- Listed entries:
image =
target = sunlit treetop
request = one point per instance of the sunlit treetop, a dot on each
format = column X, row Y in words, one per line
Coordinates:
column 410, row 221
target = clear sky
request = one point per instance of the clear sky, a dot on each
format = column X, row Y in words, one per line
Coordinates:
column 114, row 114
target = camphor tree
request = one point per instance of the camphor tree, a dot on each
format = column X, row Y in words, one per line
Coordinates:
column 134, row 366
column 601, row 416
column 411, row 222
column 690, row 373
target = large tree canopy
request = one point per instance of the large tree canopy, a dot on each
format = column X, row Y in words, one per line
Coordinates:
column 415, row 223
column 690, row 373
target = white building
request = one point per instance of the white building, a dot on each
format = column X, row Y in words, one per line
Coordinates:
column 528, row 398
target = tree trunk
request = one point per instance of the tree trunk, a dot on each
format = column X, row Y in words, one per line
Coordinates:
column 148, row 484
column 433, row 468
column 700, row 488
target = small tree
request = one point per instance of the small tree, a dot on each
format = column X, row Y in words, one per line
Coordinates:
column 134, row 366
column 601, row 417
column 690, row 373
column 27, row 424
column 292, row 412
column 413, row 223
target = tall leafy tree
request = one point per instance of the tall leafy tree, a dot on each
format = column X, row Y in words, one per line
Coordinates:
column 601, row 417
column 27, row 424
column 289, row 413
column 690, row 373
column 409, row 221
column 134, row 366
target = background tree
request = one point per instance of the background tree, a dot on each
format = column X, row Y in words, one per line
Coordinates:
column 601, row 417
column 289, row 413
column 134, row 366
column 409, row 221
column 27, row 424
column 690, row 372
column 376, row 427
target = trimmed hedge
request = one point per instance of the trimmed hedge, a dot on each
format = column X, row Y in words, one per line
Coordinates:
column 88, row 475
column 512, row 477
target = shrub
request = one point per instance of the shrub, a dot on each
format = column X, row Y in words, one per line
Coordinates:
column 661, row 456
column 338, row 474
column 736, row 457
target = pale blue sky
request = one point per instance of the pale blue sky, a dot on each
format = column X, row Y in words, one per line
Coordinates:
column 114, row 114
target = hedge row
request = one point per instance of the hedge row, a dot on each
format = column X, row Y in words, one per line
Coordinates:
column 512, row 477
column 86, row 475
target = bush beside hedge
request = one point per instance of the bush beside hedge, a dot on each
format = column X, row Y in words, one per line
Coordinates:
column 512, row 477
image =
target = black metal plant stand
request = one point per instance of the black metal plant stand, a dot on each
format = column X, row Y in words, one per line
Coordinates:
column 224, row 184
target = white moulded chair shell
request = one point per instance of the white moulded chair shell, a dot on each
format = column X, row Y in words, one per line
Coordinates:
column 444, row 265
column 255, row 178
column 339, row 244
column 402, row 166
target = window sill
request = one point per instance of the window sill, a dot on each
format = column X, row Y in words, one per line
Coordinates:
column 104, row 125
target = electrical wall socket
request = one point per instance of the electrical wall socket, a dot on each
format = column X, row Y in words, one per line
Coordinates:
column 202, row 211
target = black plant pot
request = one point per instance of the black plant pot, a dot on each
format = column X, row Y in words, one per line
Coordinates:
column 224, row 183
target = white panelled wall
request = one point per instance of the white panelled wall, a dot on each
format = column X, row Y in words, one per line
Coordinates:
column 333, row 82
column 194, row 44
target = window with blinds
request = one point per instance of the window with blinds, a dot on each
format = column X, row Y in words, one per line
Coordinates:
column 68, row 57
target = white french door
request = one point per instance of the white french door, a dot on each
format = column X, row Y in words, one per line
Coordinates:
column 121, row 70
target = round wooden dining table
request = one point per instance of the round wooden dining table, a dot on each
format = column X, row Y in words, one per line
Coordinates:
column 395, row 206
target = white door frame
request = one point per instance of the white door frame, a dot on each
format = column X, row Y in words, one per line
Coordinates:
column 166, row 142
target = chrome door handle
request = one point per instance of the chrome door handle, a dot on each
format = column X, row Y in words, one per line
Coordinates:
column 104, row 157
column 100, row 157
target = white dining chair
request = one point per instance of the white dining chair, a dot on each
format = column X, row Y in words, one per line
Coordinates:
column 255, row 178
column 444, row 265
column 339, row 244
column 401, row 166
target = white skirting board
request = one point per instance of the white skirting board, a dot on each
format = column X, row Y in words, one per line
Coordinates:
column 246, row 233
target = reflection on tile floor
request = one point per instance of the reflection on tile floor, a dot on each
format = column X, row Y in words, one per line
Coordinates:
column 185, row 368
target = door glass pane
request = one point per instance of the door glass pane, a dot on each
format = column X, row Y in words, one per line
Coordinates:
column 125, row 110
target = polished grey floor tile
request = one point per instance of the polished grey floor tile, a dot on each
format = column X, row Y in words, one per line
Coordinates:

- Exercise requirements:
How many lines in the listing contain "beside"? Answer with the number alone.

- Answer section:
2